Document section:

IGN.com TheOneRing.net Newbie Guide
Lord of the Rings Tolkien
Search Tolkien
Lord of the Rings Movie News - J.R.R. Tolkien Lord of the Rings Movie News - J.R.R. Tolkien
Lord of the Rings - J.R.R. Tolkien

Lord of the Rings Movie News - J.R.R. Tolkien
Links
Home
The Movies
Spy Reports
Features
Barlimans
Discussion
Main
Reading Room
Movie Discussion
The Arena
Gaming
Feedback
Fan Section
Gaming Havens
Green Books
Community
Shop
Newbie Guide
Archives
Site Info
TBHL

<<< - << Prev | Reading Room | Next >> - >>>
Message Thread - Collate Replies - Post a Reply - FAQ

Nick: squire (Registered User)
Date/Time: Tue, 4/4/2006 at 6:41 EDT (Tue, 4/4/2006 at 6:41 AST)
Browser/OS: Netscape Navigator V4.0 Custom using R1 1.5)
Subject:
**JRRT Encyclopedia: The East & The South**: The East as a Place in Tolkien
Message:

OK, let’s get scholarly.

Tolkien treats The East as both a place and a direction in his Middle-earth tales. The more prosaic sense, that of direction, is actually the more interesting because of the symbolism he seems to invest in it. Today we’ll look a bit at The East as a place, as real lands with peoples. Tomorrow we’ll look into the symbolism.

1. The Geography across all Three Books. “The East: Location, explanation, discussion, and symbolism”, that was the assignment. Surely we can answer the first item: The location of The East is . . .  in the east!. Hah, that was easy!

Position annotation records:
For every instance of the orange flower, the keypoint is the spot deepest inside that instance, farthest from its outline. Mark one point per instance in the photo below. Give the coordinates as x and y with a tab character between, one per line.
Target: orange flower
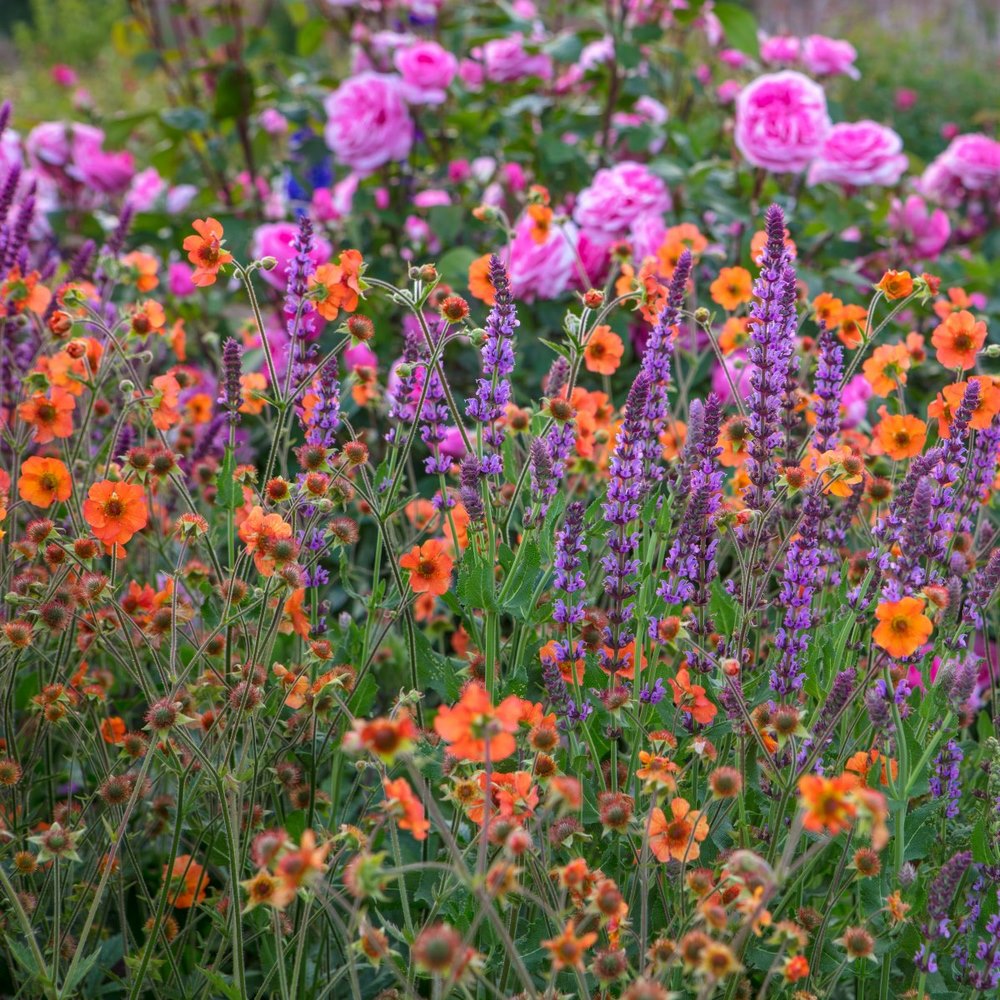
341	284
568	949
44	481
51	416
260	532
187	882
958	339
115	511
896	285
900	436
827	803
691	698
853	322
677	837
205	251
604	350
903	627
732	288
473	726
429	566
886	368
402	803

Exercise prompt: Please copy the Tolkien forum post starting with "OK, let’s get" and going on through "that was easy!", swapping "prosaic" for "literal".

Expected output:
OK, let’s get scholarly.

Tolkien treats The East as both a place and a direction in his Middle-earth tales. The more literal sense, that of direction, is actually the more interesting because of the symbolism he seems to invest in it. Today we’ll look a bit at The East as a place, as real lands with peoples. Tomorrow we’ll look into the symbolism.

1. The Geography across all Three Books. “The East: Location, explanation, discussion, and symbolism”, that was the assignment. Surely we can answer the first item: The location of The East is . . .  in the east!. Hah, that was easy!